Format the items as a numbered list with blank lines omitted, beginning at the start of the items and ending at the line that contains "[[[725,311],[1048,335],[1048,20],[152,22]]]".

___

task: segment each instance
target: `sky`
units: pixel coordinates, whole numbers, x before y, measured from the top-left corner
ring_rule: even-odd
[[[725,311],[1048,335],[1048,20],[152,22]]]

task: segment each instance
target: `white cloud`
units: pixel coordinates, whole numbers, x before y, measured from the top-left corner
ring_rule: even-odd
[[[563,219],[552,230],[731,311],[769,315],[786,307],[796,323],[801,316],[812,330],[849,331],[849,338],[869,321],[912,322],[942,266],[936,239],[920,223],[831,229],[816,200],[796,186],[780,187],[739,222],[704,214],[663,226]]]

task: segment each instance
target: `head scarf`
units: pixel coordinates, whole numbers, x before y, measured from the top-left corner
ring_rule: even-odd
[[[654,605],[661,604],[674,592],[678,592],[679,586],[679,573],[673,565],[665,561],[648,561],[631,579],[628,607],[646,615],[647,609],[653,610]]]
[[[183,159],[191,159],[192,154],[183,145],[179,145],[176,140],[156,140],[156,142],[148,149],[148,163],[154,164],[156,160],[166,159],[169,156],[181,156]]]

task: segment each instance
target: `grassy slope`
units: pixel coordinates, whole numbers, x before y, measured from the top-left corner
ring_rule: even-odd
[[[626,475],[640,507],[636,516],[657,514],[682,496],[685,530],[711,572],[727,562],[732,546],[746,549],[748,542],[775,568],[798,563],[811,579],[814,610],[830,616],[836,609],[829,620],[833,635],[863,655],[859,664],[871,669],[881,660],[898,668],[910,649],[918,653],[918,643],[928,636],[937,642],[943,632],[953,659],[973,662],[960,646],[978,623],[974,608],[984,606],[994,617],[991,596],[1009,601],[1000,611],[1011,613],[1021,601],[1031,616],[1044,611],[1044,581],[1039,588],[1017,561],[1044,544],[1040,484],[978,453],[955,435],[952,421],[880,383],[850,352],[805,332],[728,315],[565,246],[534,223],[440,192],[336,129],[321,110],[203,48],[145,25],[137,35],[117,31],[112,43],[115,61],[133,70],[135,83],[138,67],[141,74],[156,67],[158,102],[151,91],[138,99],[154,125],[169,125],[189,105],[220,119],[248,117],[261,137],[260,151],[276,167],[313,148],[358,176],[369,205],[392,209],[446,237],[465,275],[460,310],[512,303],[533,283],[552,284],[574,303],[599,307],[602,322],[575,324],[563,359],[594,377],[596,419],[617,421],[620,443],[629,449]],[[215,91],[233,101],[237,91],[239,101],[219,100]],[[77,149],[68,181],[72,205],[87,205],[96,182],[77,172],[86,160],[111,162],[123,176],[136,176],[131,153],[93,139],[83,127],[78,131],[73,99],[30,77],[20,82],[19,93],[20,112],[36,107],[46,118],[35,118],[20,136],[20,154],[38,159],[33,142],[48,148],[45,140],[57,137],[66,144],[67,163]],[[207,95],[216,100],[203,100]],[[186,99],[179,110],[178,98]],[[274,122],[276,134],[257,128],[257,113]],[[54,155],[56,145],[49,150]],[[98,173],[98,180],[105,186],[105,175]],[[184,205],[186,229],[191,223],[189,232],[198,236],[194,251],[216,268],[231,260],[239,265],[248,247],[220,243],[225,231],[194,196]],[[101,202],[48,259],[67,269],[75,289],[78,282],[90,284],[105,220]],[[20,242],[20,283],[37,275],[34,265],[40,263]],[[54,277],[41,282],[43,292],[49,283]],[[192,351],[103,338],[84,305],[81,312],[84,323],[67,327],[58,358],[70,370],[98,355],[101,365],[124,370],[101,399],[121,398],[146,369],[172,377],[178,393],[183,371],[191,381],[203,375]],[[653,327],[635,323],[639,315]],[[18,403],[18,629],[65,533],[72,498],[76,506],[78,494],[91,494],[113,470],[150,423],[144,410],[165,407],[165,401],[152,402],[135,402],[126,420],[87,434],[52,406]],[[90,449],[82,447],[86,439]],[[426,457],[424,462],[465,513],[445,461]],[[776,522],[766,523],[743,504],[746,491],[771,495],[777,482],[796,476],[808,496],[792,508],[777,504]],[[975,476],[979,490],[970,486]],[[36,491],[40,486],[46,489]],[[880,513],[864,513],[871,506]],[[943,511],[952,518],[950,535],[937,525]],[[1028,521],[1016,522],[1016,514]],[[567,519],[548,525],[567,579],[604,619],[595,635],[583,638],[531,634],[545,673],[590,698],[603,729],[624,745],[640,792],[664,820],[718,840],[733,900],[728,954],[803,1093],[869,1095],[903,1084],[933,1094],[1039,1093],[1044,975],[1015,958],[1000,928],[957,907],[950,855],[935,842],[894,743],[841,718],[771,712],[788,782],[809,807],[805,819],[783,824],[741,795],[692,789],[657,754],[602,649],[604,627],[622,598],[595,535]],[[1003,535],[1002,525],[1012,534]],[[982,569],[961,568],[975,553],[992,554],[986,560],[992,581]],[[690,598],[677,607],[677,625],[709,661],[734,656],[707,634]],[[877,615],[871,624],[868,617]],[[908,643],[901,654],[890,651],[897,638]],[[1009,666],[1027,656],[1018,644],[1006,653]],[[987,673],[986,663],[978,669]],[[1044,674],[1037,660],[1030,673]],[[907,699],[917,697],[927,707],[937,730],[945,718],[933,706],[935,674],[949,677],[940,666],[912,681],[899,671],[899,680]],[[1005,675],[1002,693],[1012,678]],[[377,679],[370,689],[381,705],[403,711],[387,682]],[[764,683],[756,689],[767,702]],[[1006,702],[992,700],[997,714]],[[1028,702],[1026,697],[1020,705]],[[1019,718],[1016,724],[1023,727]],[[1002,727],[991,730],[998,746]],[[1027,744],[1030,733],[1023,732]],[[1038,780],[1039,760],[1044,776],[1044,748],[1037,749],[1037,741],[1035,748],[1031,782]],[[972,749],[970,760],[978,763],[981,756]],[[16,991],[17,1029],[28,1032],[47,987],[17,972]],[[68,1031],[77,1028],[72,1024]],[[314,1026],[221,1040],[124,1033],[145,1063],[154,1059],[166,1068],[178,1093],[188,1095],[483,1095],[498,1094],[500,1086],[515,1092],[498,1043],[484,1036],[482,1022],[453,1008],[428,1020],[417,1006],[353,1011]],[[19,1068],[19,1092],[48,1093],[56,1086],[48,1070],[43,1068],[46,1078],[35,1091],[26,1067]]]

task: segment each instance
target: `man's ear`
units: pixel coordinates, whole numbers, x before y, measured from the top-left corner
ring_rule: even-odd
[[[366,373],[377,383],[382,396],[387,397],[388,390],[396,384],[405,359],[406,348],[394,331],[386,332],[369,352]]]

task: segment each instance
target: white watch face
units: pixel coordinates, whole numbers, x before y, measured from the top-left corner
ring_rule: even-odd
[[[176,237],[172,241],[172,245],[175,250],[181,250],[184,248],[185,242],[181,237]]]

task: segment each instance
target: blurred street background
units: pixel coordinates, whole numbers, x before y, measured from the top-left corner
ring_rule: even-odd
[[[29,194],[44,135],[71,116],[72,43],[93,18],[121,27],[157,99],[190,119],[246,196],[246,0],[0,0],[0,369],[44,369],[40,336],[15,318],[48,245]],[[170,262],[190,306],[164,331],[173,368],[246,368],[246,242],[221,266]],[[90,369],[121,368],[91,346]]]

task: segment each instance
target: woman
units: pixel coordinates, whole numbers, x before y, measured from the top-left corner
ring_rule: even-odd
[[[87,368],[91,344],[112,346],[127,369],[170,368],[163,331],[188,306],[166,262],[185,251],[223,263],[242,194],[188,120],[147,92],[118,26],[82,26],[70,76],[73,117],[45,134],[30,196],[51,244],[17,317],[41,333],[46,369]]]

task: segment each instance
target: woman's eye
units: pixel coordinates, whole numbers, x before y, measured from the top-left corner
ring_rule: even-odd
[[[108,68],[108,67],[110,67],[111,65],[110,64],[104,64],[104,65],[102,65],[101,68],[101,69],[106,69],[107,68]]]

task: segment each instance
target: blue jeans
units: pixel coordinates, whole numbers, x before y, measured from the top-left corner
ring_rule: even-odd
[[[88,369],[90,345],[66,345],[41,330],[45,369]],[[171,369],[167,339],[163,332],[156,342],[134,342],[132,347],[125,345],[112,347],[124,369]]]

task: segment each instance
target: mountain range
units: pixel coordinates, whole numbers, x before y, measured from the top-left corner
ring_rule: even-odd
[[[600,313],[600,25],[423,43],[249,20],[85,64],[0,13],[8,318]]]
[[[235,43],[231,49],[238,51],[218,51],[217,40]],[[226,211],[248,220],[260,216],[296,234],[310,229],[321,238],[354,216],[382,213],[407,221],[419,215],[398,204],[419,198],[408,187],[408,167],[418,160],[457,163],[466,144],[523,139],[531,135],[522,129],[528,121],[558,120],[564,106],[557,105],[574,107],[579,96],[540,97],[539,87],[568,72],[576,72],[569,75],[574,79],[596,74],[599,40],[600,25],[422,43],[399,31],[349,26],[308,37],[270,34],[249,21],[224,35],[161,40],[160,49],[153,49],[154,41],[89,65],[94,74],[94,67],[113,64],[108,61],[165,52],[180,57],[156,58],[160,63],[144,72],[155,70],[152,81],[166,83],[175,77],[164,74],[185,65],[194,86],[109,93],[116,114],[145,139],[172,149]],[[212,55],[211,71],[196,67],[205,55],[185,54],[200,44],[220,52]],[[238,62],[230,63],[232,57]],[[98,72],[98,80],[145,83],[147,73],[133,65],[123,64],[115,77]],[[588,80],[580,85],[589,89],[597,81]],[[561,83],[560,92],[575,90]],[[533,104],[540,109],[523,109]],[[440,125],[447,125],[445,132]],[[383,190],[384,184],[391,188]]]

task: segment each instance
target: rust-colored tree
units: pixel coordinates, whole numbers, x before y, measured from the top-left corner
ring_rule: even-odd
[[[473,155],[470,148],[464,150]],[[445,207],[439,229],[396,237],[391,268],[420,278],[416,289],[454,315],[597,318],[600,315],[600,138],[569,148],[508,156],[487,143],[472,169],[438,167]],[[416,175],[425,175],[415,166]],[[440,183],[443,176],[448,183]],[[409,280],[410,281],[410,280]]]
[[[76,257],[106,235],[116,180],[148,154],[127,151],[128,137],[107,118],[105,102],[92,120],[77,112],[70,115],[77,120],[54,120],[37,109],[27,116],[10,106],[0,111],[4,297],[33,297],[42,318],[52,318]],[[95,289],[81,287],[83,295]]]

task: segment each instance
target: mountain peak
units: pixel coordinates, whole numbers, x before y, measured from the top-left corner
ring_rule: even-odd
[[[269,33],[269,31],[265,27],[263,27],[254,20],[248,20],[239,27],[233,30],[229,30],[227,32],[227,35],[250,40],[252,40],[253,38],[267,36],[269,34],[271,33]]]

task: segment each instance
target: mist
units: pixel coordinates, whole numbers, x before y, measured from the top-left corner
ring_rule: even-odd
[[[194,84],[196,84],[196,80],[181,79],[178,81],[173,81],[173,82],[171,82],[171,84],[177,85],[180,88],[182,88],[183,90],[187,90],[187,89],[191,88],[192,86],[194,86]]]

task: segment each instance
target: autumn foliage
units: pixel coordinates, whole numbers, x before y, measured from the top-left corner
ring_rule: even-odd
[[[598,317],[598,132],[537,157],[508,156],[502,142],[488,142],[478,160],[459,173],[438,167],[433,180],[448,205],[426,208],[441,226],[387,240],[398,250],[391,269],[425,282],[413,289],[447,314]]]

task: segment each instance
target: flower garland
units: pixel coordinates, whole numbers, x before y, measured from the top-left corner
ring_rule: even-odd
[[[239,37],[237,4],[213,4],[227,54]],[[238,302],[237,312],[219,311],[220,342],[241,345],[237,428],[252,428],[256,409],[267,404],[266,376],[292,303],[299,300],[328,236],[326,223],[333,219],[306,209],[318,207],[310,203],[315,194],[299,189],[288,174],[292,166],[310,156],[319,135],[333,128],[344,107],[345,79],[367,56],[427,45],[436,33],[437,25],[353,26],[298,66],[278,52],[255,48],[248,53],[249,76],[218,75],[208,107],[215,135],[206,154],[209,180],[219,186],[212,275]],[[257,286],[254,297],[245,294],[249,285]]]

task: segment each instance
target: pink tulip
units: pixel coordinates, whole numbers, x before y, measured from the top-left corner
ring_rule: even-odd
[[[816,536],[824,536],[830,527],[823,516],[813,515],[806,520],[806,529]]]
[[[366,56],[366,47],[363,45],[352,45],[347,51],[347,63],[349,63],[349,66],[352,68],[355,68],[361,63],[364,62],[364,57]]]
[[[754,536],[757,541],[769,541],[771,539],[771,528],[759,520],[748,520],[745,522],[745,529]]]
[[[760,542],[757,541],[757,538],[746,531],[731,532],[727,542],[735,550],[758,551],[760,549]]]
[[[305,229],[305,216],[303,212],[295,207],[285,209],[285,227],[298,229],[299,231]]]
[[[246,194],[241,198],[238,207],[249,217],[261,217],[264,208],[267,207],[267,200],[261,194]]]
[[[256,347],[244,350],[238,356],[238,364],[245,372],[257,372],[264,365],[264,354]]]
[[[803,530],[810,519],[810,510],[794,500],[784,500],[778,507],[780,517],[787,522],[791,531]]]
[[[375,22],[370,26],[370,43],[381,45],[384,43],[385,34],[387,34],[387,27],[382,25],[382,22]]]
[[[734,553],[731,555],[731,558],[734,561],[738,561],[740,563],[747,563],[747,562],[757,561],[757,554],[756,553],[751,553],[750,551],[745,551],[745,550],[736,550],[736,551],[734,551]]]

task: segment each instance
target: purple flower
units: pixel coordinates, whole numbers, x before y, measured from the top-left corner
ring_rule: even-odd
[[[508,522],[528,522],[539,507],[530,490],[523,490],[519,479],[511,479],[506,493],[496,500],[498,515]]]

___

* Written response
1. task: segment each instance
2. target: `sky`
3. units: pixel coordinates, whole numbers, x before y, measured from the top-left corner
4. ring_rule: even-odd
5. [[[725,311],[1048,335],[1048,20],[152,22]]]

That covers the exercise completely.